Gaza's Hamas-run government media office said 18 Christian Palestinians had been killed.
The Israeli military said part of the church was damaged in a strike on a militant command centre and it was reviewing the incident.
In Zahra, a northern town in Gaza, residents said an entire district of some 25 multi-storey apartment buildings appeared to have been razed to the ground.
Evacuation order near Lebanon border
While Israeli troops are massing around Gaza in anticipation of an order to invade, with some receiving a visit Friday from Prime Minister Benjamin Netanyahu, the conflict is also spreading to two other fronts — the West Bank and the northern border with Lebanon.
The defence ministry ordered residents of the largest Israeli town near the Lebanese border, Kiryat Shmona, to evacuate to guest houses. Clashes at the border between Israel and Lebanon's Hezbollah movement have been the deadliest since a full-blown war in 2006.
"This kind of evacuation, which has already been done in a number of towns on the northern border, allows the IDF to expand its operational freedom to act against the Hezbollah terrorist organization," Daniel Hagari, spokesperson for the Israel Defense Forces (IDF), said.
Evacuees from Kiryat Shmona will be put up in state-subsidized guesthouses, Israel's Defence Ministry said.
Israel's military said one of its drones "struck a terrorist in Lebanese territory" overnight. It also said it targeted Hezbollah assets in response to rockets fired from Lebanon.
The Canadian government said earlier this week it is preparing for a possible evacuation of citizens from Lebanon should the Israel-Hamas war escalate and spread to that part of the region, but encouraged Canadians in Lebanon to consider leaving before that might become necessary.
Palestinian militants have meanwhile fired daily rocket barrages into Israel from Gaza, and tensions have flared in the Israeli-occupied West Bank, where clashes between Israeli soldiers and settlers and Palestinians have already turned deadly. Israel has arrested more than 900 people in the West Bank, conduction fresh overnight and dawn raids on Friday.
The Palestinian health ministry said 13 people were killed including five children after Israeli troops raided and called in airstrikes on the Nur Shams refugee camp near Tulkarm.

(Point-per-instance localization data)

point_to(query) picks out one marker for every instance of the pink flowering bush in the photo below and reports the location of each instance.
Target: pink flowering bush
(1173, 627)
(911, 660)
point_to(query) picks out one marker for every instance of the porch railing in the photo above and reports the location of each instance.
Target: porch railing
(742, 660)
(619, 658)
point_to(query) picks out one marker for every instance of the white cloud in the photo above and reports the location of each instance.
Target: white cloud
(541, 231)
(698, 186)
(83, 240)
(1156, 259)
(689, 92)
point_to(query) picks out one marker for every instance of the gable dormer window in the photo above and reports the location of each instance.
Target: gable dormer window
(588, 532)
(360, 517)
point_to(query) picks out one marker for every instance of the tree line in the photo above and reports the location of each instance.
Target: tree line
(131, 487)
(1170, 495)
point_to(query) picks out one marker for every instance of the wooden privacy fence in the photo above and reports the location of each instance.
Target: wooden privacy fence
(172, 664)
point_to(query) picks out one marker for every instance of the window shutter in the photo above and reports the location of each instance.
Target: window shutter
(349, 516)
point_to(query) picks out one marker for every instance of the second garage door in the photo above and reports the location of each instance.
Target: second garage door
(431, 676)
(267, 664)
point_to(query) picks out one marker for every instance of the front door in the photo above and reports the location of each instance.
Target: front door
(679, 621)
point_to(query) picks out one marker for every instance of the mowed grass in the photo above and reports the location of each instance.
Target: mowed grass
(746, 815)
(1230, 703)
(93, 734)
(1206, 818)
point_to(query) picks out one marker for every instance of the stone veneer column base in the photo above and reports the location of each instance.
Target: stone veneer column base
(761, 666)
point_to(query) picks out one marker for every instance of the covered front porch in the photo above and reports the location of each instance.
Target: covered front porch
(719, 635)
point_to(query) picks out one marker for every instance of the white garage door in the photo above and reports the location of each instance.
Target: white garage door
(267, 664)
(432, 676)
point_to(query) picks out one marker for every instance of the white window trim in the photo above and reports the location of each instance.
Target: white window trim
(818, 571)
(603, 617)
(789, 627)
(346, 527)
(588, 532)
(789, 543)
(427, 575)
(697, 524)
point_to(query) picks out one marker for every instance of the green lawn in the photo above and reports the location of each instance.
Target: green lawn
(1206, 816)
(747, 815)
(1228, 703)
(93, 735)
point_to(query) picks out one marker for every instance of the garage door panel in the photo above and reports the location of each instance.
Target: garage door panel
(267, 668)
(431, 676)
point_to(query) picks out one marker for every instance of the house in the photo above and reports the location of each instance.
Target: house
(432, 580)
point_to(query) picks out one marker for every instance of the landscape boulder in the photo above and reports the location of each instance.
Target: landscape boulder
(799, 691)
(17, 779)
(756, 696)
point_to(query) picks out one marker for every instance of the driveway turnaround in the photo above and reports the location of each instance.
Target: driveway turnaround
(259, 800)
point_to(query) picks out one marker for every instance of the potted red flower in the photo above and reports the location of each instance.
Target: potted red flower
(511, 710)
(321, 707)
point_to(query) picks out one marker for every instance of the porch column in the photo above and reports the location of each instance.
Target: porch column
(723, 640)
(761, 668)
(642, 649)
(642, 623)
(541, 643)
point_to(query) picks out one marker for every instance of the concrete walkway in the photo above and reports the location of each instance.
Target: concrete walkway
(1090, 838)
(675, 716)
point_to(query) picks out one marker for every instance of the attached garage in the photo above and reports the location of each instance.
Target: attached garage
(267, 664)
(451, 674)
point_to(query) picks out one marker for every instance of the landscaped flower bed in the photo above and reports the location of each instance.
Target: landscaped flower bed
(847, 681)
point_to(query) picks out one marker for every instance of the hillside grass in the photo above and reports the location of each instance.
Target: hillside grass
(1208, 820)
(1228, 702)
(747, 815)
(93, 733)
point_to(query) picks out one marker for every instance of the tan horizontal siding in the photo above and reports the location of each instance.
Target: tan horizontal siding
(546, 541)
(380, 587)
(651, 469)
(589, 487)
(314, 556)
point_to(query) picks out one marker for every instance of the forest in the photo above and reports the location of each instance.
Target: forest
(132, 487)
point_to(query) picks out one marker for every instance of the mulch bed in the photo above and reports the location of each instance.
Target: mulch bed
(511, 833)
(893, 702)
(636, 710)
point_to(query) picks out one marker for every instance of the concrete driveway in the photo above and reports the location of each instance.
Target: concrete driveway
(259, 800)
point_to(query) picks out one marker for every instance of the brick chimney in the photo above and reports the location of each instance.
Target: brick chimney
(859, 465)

## Exercise aim
According to the news excerpt, which Israeli town near the Lebanese border did the defence ministry order residents to leave? These lines have no connection to the news excerpt.

## Output for this exercise
Kiryat Shmona